_Passage to read_.
Demographic and baseline characteristics are presented in Tables 1 and 2. Groups were generally similar, although there was a greater nonsignificant proportion of families in LEAP-CP compared with HA who were (1) “very poor” families (14% vs 8%), (2) primary caregivers with no formal schooling (10% vs 4%), (3) infants classified as severe-profound undernutrition (36% vs 22%), and (4) infants with poor vision (42% vs 32%).

Families completed a median interquartile range of 15 (0) visits over a mean duration of 11.6 months (LEAP-CP = 15 [0]; HA = 15 [0]). In the LEAP-CP and HA groups, 75% and 82% (respectively) completed ≥12 visits (93% and 92% with final outcome data, respectively). Three participants were >50 weeks CA when screened because of misreported age when eligibility was confirmed.

At study completion, infant motor function (PEDI-CAT mean difference [MD] = 0.8 [95% confidence interval (CI) −1.9 to 3.6], P = .54) and caregiver mental health (DASS MD = 0.4 [95% CI −4.9 to 5.6], P = .90) did not differ significantly between-groups (Table 3).

The secondary outcomes of infant function, motor, cognition, language, goal-attainment, vision, neurologic status, home environment, nutritional status, and parenting competence did not differ significantly between-groups (Table 3).

There were 96 infants diagnosed as having CP and alike conditions who were included in mITT analyses (Table 4). Overall, only length Z-scores showed statistically significant between-group differences, which favored HA (MD −0.7 [95% CI −1.4 to 0.0], P = .05). When stratified for GMFCS, children classified GMFCS I or II in the LEAP-CP group scored better than HA on the PEDI-CAT mobility domain (MD = 4.0 [95% CI 1.4 to 6.5], P = .003) and the HINE (MD = 5.5 95% CI = 0.0 to 11.1], P = .05).

_List of tasks_.
A: According to the trial results passage, how many infants diagnosed with CP and alike conditions were included in the mITT analyses?
B: Decide whether each statement agrees with the trial results passage, and back each yes or no with the deciding words quoted from it: (i) Families completed a median of 15 visits. (ii) Caregiver mental health differed significantly between the groups. (iii) Length Z-scores showed a significant difference that favored the LEAP-CP group.
C: From the trial results passage, reproduce the words starting with "Demographic and baseline" and going on through "(42% vs 32%).".
The material has nothing to do with the trial results passage.

_Data provided_.
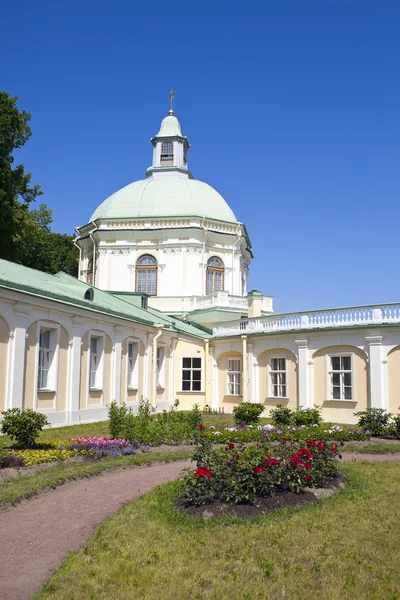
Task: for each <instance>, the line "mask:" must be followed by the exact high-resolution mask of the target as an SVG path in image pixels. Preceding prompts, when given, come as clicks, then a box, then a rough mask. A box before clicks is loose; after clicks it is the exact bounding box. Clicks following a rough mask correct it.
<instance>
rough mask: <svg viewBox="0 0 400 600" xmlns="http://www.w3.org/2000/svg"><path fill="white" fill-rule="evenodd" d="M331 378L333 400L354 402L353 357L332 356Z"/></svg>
mask: <svg viewBox="0 0 400 600" xmlns="http://www.w3.org/2000/svg"><path fill="white" fill-rule="evenodd" d="M329 376H330V388H331V390H330V391H331V395H330V397H331V400H352V398H353V390H352V378H353V375H352V367H351V356H331V357H330V370H329Z"/></svg>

_Solution set_.
A: 96 infants.

B:
(i) Yes: "Families completed a median interquartile range of 15 (0) visits"
(ii) No: "caregiver mental health (DASS MD = 0.4 [95% CI −4.9 to 5.6], P = .90) did not differ significantly between-groups"
(iii) No: "only length Z-scores showed statistically significant between-group differences, which favored HA"

C:
Demographic and baseline characteristics are presented in Tables 1 and 2. Groups were generally similar, although there was a greater nonsignificant proportion of families in LEAP-CP compared with HA who were (1) “very poor” families (14% vs 8%), (2) primary caregivers with no formal schooling (10% vs 4%), (3) infants classified as severe-profound undernutrition (36% vs 22%), and (4) infants with poor vision (42% vs 32%).